==== Verilen Kayıtlar ====

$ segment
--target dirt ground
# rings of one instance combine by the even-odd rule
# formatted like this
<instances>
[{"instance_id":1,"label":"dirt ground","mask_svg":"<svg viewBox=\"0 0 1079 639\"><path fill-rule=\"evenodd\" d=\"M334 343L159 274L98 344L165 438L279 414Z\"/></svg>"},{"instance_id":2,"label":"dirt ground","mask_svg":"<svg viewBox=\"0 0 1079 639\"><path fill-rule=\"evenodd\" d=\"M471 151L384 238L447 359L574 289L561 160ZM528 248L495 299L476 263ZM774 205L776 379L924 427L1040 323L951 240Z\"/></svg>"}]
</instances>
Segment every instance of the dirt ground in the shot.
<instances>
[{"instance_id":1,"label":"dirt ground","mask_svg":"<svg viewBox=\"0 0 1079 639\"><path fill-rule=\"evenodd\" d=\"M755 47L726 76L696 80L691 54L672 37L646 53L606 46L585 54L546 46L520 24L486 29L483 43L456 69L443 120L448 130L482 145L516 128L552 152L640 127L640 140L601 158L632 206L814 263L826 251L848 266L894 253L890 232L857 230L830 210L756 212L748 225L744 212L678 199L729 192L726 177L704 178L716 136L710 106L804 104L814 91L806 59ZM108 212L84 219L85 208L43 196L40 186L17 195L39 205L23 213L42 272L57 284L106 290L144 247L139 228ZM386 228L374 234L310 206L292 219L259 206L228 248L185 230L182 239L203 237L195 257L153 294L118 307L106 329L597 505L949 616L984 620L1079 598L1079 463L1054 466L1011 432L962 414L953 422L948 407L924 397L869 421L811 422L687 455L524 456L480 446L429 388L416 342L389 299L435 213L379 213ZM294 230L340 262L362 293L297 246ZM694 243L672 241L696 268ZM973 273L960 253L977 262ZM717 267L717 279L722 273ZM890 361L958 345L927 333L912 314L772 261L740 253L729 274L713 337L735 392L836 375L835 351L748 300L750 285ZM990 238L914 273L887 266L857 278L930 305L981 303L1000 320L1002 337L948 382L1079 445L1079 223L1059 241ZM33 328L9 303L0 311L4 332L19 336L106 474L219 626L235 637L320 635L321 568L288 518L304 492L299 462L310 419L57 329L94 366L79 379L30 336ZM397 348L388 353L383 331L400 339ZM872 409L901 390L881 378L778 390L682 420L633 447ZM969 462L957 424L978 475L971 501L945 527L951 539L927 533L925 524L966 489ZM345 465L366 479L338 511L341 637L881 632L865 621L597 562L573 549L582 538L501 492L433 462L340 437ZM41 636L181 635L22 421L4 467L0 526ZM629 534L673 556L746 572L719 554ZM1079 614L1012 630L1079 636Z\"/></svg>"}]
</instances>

====

• Alıştırma Yönergesi:
Yukarıdaki kayıtların tamamını, boş satırları dışarıda bırakarak numaralı bir liste biçiminde yeniden yazınız.

• Yazılı Yanıt:
1. $ segment
2. --target dirt ground
3. # rings of one instance combine by the even-odd rule
4. # formatted like this
5. <instances>
6. [{"instance_id":1,"label":"dirt ground","mask_svg":"<svg viewBox=\"0 0 1079 639\"><path fill-rule=\"evenodd\" d=\"M334 343L159 274L98 344L165 438L279 414Z\"/></svg>"},{"instance_id":2,"label":"dirt ground","mask_svg":"<svg viewBox=\"0 0 1079 639\"><path fill-rule=\"evenodd\" d=\"M471 151L384 238L447 359L574 289L561 160ZM528 248L495 299L476 263ZM774 205L776 379L924 427L1040 323L951 240Z\"/></svg>"}]
7. </instances>
8. Segment every instance of the dirt ground in the shot.
9. <instances>
10. [{"instance_id":1,"label":"dirt ground","mask_svg":"<svg viewBox=\"0 0 1079 639\"><path fill-rule=\"evenodd\" d=\"M755 47L726 76L696 80L691 54L672 37L646 53L606 46L585 54L546 46L520 24L486 29L483 43L456 69L443 120L448 130L482 145L516 128L552 152L640 127L640 140L601 158L632 206L814 263L826 251L848 266L894 253L890 232L857 230L830 210L756 212L748 225L744 212L678 199L729 192L726 177L704 178L716 136L710 106L804 104L814 91L806 59ZM108 212L84 219L85 208L43 196L40 186L17 195L39 205L23 213L42 272L57 284L106 290L144 247L139 228ZM386 228L374 234L310 206L292 219L259 206L228 248L185 230L182 239L203 237L195 257L153 294L118 307L106 329L597 505L949 616L984 620L1079 598L1079 463L1054 466L1011 432L962 414L953 422L948 407L924 397L869 421L811 422L687 455L524 456L480 446L429 388L416 342L389 299L435 213L379 213ZM294 230L340 262L362 293L297 246ZM694 243L672 241L696 268ZM973 273L960 253L977 262ZM717 267L717 279L722 273ZM890 361L958 345L927 333L912 314L772 261L740 253L729 274L713 337L735 392L836 375L835 351L748 300L750 285ZM990 238L914 273L887 266L857 278L930 305L981 303L1000 320L1002 337L948 382L1079 445L1079 223L1059 241ZM33 328L9 303L0 311L4 332L19 336L106 474L219 626L235 637L320 635L321 568L288 518L304 492L299 462L310 419L57 329L94 366L79 379L30 336ZM397 348L388 353L383 331L400 339ZM872 409L901 390L881 378L778 390L682 420L633 447ZM969 462L957 424L978 475L971 501L945 527L951 539L927 533L925 524L966 489ZM345 465L366 479L338 511L341 637L881 632L865 621L597 562L573 549L582 538L501 492L433 462L340 437ZM41 636L181 635L22 421L4 467L0 526ZM629 534L673 556L746 572L719 554ZM1079 614L1012 630L1079 636Z\"/></svg>"}]
11. </instances>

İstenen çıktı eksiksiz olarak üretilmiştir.